Stored data entries:
********

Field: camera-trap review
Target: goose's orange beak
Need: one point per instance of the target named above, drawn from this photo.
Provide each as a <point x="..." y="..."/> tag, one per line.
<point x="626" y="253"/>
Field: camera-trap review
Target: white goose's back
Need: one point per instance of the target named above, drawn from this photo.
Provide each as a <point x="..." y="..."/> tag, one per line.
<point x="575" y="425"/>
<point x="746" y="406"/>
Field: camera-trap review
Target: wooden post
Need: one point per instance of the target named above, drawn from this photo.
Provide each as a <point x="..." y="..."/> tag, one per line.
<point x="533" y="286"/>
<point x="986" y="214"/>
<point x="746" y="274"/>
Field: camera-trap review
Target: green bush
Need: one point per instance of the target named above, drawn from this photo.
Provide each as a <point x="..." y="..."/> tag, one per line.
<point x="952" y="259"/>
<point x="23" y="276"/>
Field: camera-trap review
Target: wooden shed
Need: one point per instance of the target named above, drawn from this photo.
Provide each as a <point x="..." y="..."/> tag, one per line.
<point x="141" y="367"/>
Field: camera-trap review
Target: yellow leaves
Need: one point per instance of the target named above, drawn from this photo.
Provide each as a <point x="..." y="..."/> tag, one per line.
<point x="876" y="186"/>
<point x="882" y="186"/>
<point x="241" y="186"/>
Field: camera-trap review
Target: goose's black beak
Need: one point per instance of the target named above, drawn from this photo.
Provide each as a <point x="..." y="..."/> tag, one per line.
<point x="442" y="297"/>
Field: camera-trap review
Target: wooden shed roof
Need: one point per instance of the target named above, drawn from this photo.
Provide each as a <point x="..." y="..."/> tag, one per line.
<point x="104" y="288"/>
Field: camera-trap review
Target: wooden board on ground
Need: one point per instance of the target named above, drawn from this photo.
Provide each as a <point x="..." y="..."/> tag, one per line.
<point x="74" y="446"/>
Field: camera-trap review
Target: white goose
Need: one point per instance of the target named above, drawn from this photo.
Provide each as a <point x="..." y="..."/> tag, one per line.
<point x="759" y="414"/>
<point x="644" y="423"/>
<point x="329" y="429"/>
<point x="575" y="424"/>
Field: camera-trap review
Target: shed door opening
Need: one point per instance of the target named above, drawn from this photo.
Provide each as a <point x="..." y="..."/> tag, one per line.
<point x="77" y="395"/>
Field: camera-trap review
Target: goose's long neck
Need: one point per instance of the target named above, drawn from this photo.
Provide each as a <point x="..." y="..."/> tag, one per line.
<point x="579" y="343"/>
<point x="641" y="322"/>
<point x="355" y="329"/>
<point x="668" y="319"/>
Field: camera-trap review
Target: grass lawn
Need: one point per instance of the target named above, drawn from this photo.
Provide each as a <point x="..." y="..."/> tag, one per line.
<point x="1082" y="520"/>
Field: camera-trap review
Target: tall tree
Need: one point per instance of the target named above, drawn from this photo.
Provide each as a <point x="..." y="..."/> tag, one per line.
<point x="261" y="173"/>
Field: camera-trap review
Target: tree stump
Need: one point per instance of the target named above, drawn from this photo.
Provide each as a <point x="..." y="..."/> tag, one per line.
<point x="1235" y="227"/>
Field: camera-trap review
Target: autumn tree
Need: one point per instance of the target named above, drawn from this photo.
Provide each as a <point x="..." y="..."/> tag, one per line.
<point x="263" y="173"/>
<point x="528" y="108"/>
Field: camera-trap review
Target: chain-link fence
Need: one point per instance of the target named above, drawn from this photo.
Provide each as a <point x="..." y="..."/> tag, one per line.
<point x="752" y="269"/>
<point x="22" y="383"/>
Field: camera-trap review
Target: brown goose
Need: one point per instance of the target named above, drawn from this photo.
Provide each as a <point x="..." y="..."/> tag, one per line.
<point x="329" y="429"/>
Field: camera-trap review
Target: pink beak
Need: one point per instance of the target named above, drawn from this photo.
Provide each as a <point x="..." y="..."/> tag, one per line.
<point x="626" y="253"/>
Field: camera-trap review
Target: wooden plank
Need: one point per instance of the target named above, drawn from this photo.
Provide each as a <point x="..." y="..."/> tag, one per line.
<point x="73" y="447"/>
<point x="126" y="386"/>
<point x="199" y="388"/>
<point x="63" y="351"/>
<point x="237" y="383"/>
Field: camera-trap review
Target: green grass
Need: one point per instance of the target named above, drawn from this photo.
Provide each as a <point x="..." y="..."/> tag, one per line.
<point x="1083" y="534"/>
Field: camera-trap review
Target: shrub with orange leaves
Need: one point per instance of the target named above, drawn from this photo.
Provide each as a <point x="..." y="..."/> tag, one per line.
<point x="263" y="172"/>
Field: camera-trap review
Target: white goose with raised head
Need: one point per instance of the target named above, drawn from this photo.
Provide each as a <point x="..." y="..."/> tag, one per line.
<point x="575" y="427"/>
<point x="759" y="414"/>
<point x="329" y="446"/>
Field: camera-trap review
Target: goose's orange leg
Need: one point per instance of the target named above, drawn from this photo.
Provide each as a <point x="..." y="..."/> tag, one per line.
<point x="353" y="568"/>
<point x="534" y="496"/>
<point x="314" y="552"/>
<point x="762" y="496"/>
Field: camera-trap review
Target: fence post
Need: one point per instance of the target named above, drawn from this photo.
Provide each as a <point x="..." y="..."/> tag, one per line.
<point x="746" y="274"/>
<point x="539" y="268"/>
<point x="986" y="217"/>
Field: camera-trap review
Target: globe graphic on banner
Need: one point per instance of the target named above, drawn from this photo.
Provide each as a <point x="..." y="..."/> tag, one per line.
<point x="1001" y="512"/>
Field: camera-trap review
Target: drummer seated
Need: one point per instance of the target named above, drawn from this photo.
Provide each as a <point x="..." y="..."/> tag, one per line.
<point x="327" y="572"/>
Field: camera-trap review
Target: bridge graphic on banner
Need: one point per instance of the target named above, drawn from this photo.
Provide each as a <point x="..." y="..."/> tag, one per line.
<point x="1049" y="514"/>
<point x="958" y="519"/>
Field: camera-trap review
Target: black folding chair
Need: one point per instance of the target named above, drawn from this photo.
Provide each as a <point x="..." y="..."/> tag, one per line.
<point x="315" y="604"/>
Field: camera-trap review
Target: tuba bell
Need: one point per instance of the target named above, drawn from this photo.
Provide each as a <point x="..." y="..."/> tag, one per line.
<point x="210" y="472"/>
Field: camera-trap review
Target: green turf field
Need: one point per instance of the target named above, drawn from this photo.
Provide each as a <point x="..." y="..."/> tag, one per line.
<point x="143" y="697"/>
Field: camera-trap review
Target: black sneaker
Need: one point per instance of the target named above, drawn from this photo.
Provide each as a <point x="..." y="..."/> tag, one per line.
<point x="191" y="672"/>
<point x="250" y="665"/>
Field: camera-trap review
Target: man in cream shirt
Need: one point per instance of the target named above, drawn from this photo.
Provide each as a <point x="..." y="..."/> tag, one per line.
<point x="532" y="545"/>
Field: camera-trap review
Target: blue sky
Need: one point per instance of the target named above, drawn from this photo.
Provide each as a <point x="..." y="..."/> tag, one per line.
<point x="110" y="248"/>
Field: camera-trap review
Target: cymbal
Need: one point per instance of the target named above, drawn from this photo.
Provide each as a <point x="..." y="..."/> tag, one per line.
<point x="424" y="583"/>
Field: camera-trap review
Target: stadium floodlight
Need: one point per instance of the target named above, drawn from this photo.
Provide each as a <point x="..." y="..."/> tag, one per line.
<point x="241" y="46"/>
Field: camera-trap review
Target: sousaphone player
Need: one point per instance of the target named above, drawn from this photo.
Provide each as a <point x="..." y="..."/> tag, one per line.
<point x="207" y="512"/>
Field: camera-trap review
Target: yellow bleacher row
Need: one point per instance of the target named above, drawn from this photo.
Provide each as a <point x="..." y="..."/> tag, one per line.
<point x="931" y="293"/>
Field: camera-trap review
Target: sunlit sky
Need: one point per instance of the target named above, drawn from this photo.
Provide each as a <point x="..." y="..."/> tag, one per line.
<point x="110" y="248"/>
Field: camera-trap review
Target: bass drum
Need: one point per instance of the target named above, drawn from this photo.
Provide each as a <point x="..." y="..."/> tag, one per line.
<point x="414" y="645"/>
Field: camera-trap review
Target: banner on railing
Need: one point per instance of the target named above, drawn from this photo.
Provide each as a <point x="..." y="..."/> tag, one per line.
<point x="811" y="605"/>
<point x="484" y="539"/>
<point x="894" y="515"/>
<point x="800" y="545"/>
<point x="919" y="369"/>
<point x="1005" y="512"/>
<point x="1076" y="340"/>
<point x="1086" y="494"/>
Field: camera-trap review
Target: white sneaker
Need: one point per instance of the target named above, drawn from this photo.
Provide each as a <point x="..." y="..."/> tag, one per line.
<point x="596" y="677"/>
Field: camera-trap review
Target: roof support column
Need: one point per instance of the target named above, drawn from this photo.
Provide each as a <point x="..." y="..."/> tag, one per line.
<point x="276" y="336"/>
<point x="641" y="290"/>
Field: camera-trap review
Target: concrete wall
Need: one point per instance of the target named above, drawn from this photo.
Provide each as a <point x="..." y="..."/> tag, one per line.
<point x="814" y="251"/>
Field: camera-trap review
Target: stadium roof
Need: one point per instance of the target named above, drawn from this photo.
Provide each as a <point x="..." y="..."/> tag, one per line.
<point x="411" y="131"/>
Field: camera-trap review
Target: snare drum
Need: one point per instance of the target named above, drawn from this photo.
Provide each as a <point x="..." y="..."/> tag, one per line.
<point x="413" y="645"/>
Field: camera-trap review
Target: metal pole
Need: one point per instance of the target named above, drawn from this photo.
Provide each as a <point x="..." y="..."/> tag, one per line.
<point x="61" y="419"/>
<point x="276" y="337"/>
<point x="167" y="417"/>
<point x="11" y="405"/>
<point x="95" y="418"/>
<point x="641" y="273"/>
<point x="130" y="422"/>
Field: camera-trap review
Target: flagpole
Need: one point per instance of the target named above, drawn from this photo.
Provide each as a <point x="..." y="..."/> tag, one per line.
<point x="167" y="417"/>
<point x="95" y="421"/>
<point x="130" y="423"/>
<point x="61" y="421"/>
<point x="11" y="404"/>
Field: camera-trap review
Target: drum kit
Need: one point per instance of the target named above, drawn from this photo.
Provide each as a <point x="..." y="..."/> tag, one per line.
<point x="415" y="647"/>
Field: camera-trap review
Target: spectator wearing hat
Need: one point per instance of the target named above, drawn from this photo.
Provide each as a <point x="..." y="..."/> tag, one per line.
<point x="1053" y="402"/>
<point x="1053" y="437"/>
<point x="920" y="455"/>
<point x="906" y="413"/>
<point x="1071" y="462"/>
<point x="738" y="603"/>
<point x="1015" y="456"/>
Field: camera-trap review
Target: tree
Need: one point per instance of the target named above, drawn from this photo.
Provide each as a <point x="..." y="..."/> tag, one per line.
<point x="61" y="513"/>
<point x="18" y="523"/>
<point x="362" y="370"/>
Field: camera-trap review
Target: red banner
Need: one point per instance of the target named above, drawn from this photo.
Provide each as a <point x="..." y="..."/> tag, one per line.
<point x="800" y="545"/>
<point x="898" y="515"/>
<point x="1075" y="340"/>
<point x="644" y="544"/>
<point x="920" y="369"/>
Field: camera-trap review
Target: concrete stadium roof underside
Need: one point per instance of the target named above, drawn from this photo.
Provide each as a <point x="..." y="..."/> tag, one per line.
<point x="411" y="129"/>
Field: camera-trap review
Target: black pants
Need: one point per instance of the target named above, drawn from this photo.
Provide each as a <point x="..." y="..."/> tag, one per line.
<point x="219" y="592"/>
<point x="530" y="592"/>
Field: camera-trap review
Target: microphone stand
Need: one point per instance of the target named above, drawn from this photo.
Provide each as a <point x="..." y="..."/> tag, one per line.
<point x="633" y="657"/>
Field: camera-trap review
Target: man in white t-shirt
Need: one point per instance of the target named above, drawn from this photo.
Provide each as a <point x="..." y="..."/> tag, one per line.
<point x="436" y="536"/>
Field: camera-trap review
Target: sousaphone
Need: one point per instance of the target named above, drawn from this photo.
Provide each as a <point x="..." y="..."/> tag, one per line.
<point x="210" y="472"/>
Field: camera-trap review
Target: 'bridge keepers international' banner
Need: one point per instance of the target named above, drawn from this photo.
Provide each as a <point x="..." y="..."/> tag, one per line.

********

Your task is to find each line in the entries that contains the string "orange" and copy it.

- ANSWER SECTION
Target: goose's orange beak
Target: shrub with orange leaves
Target: goose's orange leg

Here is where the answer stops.